### Given task
Pick out every line of the data below that contains the string "floral", and copy each of those lines. Case counts, so match the string only where its capitalization is identical.

[Excerpts from a detection dataset]
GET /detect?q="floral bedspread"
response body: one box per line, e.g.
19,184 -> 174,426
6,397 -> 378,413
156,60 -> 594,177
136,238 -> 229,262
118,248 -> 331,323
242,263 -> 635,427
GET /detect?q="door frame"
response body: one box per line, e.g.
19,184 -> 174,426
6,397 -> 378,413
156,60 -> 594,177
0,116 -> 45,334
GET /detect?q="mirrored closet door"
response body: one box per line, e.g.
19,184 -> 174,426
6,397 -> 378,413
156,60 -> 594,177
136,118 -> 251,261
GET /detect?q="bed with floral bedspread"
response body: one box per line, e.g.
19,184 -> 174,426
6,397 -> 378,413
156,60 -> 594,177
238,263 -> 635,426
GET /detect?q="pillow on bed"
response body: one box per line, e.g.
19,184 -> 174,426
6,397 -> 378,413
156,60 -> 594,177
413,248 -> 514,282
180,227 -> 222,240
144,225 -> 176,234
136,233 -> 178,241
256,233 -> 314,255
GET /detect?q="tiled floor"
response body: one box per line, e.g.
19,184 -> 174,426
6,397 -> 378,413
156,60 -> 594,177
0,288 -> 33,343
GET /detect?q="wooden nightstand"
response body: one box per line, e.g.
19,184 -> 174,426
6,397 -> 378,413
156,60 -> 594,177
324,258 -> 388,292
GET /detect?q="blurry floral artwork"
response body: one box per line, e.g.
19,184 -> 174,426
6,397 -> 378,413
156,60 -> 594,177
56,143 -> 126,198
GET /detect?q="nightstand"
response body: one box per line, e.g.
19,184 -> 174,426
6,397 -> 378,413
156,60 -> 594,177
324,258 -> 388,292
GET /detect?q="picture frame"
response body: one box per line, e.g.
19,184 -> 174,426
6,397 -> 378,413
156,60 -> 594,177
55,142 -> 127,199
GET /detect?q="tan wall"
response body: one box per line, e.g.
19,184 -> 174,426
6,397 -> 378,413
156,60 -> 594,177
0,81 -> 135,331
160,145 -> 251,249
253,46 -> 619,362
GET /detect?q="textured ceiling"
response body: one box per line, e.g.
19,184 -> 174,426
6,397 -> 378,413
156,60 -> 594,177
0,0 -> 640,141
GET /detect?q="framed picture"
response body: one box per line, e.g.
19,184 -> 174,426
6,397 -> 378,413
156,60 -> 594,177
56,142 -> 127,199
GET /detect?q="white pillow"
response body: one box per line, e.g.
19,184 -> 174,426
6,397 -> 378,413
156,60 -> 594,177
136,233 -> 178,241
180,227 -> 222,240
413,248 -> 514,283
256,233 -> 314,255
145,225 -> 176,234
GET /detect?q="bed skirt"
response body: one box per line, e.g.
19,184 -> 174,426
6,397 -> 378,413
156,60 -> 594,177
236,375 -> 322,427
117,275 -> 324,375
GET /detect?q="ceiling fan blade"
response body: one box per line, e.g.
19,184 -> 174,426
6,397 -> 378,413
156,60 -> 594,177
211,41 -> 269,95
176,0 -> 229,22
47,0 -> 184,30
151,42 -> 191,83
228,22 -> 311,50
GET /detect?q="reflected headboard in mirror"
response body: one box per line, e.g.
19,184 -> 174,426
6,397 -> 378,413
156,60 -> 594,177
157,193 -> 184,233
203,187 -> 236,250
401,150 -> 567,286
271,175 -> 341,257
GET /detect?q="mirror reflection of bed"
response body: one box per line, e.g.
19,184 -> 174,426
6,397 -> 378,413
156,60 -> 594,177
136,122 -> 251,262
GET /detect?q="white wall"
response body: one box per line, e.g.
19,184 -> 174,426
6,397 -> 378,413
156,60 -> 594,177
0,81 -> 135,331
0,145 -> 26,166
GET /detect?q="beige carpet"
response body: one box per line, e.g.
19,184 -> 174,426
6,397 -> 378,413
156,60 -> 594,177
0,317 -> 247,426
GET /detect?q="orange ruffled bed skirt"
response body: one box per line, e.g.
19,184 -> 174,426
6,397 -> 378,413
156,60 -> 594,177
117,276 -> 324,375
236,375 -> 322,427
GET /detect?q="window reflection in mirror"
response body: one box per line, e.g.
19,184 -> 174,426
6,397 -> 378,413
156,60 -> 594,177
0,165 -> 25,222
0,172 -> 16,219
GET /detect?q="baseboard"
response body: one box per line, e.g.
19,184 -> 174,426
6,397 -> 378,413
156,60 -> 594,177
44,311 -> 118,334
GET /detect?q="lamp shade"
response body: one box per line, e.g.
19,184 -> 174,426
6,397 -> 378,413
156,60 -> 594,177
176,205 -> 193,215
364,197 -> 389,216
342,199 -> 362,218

### Problem solution
GET /detect?q="floral bedspread"
GET /detect?q="bed with floral bedspread"
GET /detect?q="blurry floral artwork"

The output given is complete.